#### Source information
***

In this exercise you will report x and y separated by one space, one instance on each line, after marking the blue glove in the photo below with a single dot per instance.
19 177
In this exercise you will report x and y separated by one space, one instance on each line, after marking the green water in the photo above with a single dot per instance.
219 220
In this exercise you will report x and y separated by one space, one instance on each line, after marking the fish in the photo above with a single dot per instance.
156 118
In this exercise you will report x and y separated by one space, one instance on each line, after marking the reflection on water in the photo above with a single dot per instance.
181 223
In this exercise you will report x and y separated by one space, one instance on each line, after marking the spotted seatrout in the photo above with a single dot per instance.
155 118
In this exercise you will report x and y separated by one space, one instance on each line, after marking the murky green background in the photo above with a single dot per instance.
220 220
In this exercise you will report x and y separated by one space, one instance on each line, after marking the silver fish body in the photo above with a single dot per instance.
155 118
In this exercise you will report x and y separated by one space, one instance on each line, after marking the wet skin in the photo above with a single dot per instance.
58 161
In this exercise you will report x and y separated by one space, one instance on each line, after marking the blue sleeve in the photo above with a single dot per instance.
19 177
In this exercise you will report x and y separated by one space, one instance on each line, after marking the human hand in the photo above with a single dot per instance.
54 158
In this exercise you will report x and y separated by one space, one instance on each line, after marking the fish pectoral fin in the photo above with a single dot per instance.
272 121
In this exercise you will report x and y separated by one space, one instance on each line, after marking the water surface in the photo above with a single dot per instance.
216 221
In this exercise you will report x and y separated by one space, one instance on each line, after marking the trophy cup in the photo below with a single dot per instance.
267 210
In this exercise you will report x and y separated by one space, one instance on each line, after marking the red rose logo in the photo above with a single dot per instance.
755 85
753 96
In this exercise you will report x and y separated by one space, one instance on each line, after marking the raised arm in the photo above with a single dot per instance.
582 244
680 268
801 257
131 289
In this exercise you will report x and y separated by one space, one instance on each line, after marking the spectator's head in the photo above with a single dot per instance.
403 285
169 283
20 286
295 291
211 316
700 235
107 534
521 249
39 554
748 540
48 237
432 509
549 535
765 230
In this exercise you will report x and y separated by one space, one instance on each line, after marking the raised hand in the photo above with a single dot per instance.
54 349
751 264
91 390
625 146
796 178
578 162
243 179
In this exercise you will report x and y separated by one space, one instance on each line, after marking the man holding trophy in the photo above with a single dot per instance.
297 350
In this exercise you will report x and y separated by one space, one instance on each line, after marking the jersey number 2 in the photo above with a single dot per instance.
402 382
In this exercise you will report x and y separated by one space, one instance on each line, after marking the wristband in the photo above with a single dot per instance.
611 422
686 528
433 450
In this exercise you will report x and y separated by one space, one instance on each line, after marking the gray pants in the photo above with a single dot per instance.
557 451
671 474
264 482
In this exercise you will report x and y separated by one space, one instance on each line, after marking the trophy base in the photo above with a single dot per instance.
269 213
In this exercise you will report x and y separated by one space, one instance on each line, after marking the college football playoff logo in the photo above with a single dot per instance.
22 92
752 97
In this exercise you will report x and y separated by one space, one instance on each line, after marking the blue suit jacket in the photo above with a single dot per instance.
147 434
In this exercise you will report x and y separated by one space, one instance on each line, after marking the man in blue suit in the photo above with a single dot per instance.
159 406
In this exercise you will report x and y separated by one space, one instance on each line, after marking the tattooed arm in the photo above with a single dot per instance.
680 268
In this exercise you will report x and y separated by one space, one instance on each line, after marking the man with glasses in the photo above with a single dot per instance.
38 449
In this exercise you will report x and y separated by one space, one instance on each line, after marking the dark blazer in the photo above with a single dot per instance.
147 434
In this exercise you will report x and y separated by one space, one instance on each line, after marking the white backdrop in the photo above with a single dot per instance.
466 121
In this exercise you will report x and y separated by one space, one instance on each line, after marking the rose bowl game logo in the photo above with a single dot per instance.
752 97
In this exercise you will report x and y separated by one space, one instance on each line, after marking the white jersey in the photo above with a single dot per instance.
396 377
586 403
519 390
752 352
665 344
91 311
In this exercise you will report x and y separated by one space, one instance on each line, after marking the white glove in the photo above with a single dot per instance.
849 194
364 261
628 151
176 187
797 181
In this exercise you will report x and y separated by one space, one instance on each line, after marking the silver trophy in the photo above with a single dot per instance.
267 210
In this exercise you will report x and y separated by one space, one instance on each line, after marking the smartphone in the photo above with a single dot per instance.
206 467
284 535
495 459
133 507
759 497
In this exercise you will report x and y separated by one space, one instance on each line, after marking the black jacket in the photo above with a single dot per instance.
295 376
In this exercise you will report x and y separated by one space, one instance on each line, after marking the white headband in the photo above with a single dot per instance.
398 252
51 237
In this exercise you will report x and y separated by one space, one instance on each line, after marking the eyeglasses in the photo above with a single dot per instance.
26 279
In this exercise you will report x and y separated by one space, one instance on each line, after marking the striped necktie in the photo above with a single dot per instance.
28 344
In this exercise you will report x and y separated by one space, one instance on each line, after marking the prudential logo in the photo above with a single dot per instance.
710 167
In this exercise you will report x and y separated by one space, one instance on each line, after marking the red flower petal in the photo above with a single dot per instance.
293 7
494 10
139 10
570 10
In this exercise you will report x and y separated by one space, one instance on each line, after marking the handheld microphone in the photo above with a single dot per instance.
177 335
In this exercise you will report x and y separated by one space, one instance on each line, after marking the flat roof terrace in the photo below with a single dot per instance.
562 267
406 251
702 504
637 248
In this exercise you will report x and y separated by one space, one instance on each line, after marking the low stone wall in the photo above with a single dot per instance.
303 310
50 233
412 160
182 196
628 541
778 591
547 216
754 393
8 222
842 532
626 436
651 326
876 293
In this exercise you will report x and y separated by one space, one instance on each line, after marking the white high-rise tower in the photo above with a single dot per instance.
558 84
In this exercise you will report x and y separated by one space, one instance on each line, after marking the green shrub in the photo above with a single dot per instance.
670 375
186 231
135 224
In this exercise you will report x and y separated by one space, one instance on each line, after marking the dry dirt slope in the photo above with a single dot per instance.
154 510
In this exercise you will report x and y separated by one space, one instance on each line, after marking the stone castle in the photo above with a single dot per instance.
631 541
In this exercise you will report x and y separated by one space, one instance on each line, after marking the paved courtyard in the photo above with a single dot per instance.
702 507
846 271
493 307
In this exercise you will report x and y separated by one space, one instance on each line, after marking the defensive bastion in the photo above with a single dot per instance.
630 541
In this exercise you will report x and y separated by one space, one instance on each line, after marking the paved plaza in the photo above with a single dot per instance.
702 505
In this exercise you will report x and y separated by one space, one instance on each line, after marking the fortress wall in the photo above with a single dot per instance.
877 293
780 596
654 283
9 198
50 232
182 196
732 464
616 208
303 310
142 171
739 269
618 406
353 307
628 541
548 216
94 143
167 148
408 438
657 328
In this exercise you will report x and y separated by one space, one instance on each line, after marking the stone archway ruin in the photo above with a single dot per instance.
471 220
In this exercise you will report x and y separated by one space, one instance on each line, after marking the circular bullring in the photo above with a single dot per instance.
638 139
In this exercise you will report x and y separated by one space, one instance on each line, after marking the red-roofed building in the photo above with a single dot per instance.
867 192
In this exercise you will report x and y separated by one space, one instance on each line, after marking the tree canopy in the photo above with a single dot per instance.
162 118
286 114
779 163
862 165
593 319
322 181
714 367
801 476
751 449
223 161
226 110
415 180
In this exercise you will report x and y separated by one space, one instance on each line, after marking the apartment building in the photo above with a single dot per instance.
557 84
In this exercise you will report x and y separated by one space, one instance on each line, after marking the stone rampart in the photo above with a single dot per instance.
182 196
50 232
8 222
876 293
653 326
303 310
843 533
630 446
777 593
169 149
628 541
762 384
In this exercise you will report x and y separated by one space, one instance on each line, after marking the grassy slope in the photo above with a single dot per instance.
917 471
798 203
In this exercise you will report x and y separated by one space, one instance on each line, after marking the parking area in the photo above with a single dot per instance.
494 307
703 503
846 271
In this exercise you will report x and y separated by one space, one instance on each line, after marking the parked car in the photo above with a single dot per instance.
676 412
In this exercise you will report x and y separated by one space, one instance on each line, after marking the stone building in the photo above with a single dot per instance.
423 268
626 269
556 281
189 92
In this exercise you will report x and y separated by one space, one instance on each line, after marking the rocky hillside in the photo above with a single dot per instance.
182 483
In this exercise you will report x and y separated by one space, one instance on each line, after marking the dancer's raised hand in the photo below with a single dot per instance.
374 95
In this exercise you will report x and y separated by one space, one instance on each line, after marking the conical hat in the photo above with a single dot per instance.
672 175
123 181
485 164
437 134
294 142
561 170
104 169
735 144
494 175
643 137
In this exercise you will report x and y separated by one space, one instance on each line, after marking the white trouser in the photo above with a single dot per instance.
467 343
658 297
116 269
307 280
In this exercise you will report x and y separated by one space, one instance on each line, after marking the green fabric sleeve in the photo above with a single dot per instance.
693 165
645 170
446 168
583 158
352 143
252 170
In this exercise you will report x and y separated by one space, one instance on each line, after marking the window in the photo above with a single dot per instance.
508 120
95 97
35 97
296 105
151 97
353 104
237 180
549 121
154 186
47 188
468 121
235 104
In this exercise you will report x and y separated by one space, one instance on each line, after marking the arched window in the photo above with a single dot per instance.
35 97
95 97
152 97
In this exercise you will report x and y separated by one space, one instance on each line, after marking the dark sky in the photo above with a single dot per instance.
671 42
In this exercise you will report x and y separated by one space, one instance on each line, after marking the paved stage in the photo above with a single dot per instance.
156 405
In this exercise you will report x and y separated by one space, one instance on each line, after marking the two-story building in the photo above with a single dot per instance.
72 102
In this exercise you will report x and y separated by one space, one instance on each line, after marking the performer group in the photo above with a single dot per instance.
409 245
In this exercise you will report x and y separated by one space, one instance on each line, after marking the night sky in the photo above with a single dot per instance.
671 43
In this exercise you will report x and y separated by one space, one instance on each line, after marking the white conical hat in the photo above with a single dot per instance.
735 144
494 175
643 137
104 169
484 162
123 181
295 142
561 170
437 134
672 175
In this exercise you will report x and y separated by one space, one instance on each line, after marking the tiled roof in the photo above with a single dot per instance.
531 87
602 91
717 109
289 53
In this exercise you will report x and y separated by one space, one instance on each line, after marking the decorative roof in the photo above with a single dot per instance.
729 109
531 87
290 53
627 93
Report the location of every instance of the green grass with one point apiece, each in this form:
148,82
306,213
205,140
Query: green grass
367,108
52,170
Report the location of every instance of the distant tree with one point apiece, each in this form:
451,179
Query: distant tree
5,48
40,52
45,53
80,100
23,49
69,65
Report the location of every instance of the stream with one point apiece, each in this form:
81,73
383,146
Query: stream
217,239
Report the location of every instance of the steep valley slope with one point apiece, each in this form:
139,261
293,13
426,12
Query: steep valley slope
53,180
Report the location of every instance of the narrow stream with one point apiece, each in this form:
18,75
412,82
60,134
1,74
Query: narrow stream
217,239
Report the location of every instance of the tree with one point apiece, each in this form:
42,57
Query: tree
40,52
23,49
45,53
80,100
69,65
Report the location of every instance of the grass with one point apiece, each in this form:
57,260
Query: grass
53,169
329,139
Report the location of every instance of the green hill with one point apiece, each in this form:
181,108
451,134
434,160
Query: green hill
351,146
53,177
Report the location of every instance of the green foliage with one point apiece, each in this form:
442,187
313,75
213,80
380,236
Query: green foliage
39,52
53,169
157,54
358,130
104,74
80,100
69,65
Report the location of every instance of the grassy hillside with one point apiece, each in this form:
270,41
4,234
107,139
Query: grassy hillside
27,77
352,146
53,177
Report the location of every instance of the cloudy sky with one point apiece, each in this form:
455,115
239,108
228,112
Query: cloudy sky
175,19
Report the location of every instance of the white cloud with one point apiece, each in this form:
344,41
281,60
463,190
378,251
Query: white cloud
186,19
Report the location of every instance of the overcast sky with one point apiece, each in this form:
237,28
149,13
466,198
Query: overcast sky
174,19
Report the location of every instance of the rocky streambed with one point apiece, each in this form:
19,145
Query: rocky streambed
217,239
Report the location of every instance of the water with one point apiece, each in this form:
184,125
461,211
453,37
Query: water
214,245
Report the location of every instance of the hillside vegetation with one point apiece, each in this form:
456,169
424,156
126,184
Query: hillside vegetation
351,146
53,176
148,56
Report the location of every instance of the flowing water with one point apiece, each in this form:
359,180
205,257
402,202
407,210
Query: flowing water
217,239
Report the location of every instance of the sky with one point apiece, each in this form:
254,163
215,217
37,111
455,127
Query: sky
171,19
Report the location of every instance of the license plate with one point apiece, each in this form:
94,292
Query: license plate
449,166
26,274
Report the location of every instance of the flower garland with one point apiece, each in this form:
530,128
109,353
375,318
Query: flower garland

***

#### What the task requires
Copy down each line in the entries that has the word "garland".

#### Task answer
Report the location of every instance of the flower garland with one point apiece, each in this form:
Query: flower garland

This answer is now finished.